Tertatih Membangun Wisata Halal
Wisata halal, sebuah kata yang belakangan ini sedang digarap serius oleh Kementerian Pariwisata Indonesia.
Pariwisata sudah berkembang jadi salah satu industri dengan perputaran uang yang luar biasa, setidaknya dalam satu dasawarsa terakhir. Demam berwisata sudah menjangkiti banyak orang, bukan lagi hanya milik mereka yang berdeposito dan punya aset banyak. Anak-anak muda tanpa kerja yang jelas pun bisa berwisata kapan saja mereka mau, bahkan bisa dengan bangga berteriak; My trip, my adventure!
Nah, perkembangan industri yang semakin pesat itu lalu memunculkan beragam genre, gebrakan, teori atau apapun namanya. Salah satunya adalah jenis wisata halal atau halal tourism. Orang Timur Tengah lebih suka menyebutnya family friendly tourism, kegiatan wisata yang ramah pada keluarga.
Wisata halal ini muncul dari kesadaran beberapa pemangku kebijakan di negara-negara yang punya potensi wisata besar yang melihat bahwa pasar wisata kaum muslim di dunia sangat besar. Jumlah pemeluk Islam di dunia diperkirakan berjumlah 1.8 milyar orang, anggaplah duapuluh persen dari mereka punya niat berwisata, bayangkan berapa besar pendapatan yang bisa diraup dari sektor wisata?

● ● ● ● ●

* _Uraian Tugas_:
Tolong tentukan apakah tiap pernyataan berikut sesuai dengan teks wisata halal di atas. Jawab ya atau tidak, lalu kutip kata-kata penentunya dari teks.
1. Orang Timur Tengah lebih suka menyebut wisata halal sebagai family friendly tourism.
2. Jumlah pemeluk Islam di dunia diperkirakan mencapai 2 milyar orang.
3. Demam berwisata masih hanya milik mereka yang berdeposito dan punya aset banyak.

* _Data Tercatat_:
● ● ● ● ●

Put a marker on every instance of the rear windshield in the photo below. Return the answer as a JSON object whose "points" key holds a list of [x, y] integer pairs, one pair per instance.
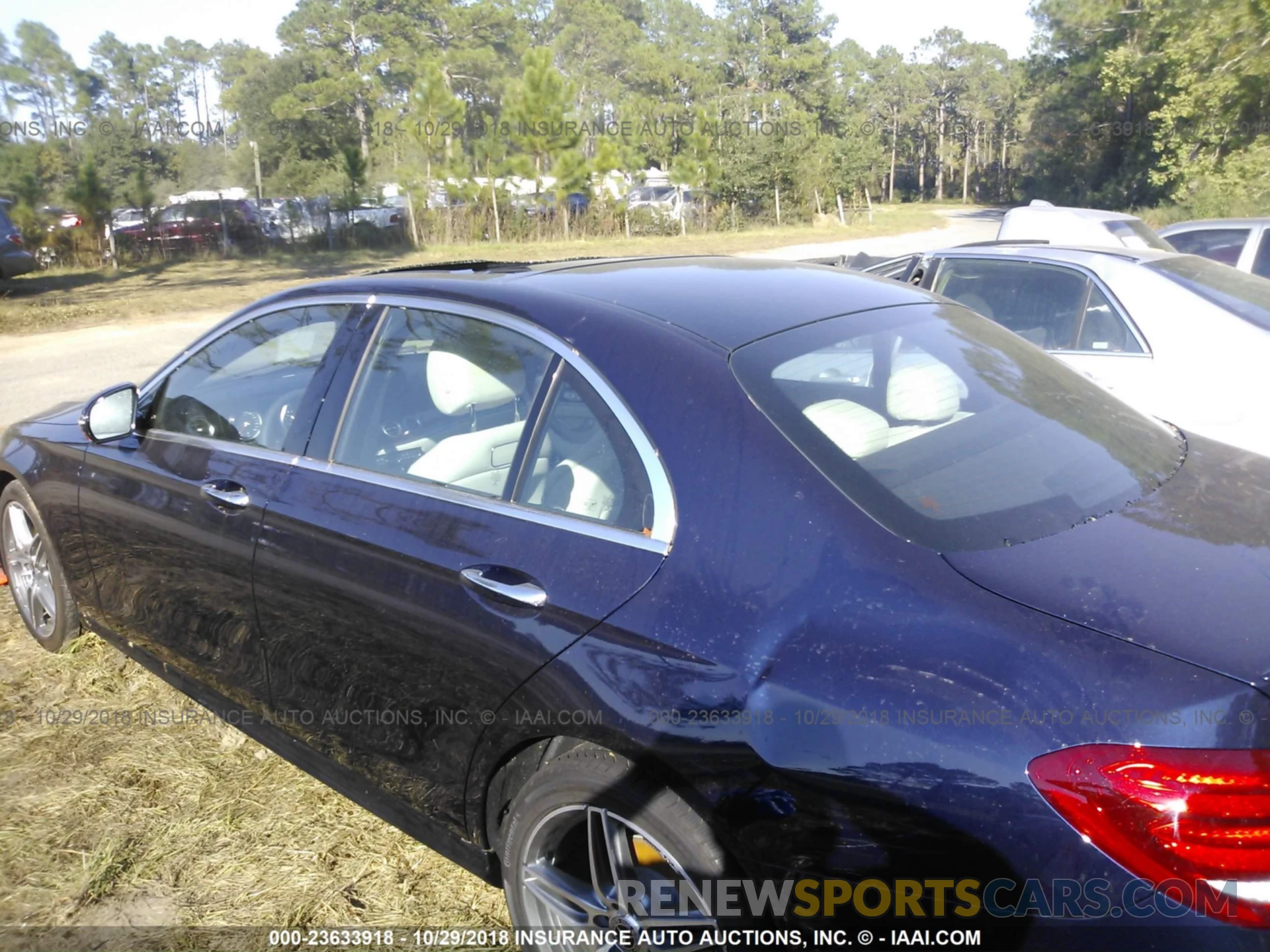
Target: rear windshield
{"points": [[1242, 295], [952, 432], [1134, 234]]}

● ● ● ● ●

* _Kunci Jawaban_:
1. Ya: "Orang Timur Tengah lebih suka menyebutnya family friendly tourism"
2. Tidak: "Jumlah pemeluk Islam di dunia diperkirakan berjumlah 1.8 milyar orang"
3. Tidak: "bukan lagi hanya milik mereka yang berdeposito dan punya aset banyak"